• Objetivo indicado 1: Traduce al inglés, por favor, esta oración del hilo sobre la radio AM: "Yo hace muchísimos años hice una parecida, la etapa de entrada la misma, y la salida con un push-pull clase B con esos mismos transistores, así me evitaba el transformador."
• Objetivo indicado 2: Reproduce el tramo del hilo sobre la radio AM que arranca en las palabras "Para escuchar necesitaba" y termina después de "autopolarización del tanque.", renombrando "tanque sintonizador" como "circuito sintonizador".

• Documento fuente:
****************************************

# Mejorar recepción de radio AM de 5 transistores ?



## ELECTRONOISE (Jun 27, 2016)

buenas tardes/dia/noche .. mi pregunta se debe a que me he construido un receptor de AM con 5 transistores .. aca el diagrama:

http://diy.slmelectronic.co.uk/uploads/5-Transistor-Radio/5-Transistor-Radio-53.png

el bobinado lo hice con cable esmaltado de 0.2 mm sacado de un micro transformador ..este cable lo enrolle en una ferrita de 1cm de diametro y 2,5 cm de largo, asi como tambien todos los transistores npn los sustitui por 2n3904 y el bc557 lo sustitui por 2n3906, tambien cambie el condensador de 10n por uno de 33n... se logra escuchar una emisora y sintonizada pero con mucho ruido blanco.. tambien para que el circuito capte la señal tengo que colocar mi dedo en la pata ground de el capacitor variable ( imagino que es por falta de antena que aun no se la he colocado) .. entonces habra alguna manera de mejorar la recepcion? he pensado ajustar la parte osciladora para que "oscile mas" ? .. colocandole un potenciometro en el emisor del segundo transistor..pero que piensan ustedes? escucho sugerencias , regaños y demas jeje.. gracias! ah otra cosa es que he alimentado el circuito  con un regulador y 1.5 voltios.. no he probado con pilas a causa de que no he comprado.. saluds! ...


----------



## palurdo (Jun 27, 2016)

Antes que nada, colocar la imagen en el post:







Yo hace muchísimos años hice una parecida, la etapa de entrada la misma, y la salida con un push-pull clase B con esos mismos transistores, así me evitaba el transformador.

Para escuchar necesitaba una buena toma tierra en el negativo (proporcionada por la fuente de alimentación) y una antena en la base del primer transistor, de al menos 2m, yo para el tanque sintonizador ni siquiera use una ferrita, y cogia varias emisoras bastante fuerte y con claridad (en AM en España tampoco hay mucho donde elegir, cadena SER, RNE, Cope, y poco más).

Eso si, alimentaba con 5V de una fuente atx, que va a ser lo que te hace falta para mejorarlo todo. También ten en cuenta que los 3904/6 tienen una hfe algo menor que los 547/57, así que yo elegiría los que mayor hfe tuviesen para la entrada y quizá subir o bajar el valor de la resistencia de autopolarización del tanque.


----------



## ELECTRONOISE (Jun 27, 2016)

****************************************

• Datos mostrados:
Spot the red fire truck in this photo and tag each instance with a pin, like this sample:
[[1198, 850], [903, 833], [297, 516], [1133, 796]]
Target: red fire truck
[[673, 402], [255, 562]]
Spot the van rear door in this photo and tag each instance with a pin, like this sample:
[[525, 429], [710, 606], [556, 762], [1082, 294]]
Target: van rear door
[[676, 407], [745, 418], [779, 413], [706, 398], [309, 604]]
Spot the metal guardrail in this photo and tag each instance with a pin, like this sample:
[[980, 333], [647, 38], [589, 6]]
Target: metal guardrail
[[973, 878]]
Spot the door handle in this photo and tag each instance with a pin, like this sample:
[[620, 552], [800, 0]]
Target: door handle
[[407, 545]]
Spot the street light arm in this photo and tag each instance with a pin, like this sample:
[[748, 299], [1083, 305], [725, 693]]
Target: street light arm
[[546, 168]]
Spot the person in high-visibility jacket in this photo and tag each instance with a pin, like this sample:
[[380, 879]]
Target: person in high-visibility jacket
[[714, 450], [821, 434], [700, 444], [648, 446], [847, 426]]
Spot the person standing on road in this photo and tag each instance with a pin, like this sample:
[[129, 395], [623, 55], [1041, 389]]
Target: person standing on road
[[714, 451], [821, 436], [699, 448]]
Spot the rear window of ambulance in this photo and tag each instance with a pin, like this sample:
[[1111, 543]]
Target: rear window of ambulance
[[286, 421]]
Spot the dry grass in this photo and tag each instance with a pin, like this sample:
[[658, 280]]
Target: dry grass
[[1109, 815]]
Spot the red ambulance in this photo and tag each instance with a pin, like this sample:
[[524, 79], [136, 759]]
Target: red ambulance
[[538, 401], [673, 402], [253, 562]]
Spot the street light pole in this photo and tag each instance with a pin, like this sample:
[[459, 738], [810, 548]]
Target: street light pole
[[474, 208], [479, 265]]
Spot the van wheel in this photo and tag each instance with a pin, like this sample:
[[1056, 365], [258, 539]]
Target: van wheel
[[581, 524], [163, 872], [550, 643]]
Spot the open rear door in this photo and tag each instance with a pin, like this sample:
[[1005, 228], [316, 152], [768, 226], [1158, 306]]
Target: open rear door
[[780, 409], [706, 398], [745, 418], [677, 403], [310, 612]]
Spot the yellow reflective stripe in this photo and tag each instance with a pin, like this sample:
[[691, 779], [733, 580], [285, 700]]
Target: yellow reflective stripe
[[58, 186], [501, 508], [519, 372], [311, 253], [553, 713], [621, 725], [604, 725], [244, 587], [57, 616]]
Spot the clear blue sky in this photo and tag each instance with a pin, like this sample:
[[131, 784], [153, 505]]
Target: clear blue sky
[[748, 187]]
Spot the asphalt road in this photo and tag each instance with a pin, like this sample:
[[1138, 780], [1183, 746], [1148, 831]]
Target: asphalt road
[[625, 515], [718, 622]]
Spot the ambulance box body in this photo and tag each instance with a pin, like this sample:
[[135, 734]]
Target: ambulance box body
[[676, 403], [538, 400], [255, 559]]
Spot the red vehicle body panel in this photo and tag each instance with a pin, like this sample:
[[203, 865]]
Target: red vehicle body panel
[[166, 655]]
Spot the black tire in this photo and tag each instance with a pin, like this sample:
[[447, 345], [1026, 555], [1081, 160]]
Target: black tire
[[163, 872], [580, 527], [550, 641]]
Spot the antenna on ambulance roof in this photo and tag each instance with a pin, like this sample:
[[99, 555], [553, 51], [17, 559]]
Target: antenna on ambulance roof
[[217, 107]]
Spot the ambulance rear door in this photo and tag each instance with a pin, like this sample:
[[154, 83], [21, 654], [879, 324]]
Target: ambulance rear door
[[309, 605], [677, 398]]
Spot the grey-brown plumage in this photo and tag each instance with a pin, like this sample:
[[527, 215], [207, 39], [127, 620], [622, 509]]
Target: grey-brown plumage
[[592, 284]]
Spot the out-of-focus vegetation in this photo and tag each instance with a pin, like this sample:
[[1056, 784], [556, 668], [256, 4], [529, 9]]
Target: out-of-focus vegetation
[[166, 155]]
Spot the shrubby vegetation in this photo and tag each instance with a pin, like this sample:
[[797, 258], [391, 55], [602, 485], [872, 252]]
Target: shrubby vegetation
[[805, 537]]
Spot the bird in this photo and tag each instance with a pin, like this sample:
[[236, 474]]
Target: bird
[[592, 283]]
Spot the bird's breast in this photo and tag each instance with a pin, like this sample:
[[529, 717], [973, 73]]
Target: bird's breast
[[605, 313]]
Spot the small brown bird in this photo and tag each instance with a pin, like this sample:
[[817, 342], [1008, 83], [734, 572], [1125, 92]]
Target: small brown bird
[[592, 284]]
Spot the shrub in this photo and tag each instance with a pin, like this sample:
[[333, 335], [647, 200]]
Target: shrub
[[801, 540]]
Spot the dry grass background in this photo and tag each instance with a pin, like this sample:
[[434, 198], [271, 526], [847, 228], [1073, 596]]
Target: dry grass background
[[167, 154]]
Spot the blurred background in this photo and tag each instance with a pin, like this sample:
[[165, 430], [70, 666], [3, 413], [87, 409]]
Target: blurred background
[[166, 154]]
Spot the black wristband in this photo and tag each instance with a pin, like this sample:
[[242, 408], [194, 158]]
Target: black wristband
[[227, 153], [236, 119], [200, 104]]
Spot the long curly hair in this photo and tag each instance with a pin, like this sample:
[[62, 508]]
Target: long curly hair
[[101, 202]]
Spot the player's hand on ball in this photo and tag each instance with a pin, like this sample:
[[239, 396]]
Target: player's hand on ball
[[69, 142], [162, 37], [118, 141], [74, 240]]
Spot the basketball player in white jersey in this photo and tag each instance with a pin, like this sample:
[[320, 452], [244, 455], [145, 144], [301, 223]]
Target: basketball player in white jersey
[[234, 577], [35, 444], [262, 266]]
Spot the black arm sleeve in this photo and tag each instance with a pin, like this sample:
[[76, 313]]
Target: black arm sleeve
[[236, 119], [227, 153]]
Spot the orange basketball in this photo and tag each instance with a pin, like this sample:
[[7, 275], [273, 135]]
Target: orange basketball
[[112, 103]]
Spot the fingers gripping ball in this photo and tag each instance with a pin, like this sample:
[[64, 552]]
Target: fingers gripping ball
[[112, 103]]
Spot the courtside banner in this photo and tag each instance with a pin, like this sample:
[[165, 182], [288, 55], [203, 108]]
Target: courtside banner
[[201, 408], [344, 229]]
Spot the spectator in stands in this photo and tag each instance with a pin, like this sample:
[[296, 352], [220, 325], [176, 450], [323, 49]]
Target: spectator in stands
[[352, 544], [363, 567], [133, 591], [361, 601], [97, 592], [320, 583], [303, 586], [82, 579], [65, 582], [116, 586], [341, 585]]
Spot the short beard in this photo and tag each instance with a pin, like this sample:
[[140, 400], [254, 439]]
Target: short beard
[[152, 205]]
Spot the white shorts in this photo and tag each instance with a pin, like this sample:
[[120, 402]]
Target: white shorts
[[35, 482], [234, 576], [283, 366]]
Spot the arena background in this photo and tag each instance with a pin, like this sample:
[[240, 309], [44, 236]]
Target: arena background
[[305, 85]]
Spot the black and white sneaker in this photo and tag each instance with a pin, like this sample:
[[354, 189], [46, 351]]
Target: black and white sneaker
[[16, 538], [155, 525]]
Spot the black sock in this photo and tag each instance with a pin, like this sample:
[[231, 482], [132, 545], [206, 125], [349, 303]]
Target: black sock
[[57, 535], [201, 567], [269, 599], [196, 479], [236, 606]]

****************************************

• Solución propuesta 1: Many, many years ago I built a similar one, with the same input stage and the output using a class B push-pull with those same transistors, which let me avoid the transformer.

• Solución propuesta 2:
Para escuchar necesitaba una buena toma tierra en el negativo (proporcionada por la fuente de alimentación) y una antena en la base del primer transistor, de al menos 2m, yo para el circuito sintonizador ni siquiera use una ferrita, y cogia varias emisoras bastante fuerte y con claridad (en AM en España tampoco hay mucho donde elegir, cadena SER, RNE, Cope, y poco más).

Eso si, alimentaba con 5V de una fuente atx, que va a ser lo que te hace falta para mejorarlo todo. También ten en cuenta que los 3904/6 tienen una hfe algo menor que los 547/57, así que yo elegiría los que mayor hfe tuviesen para la entrada y quizá subir o bajar el valor de la resistencia de autopolarización del tanque.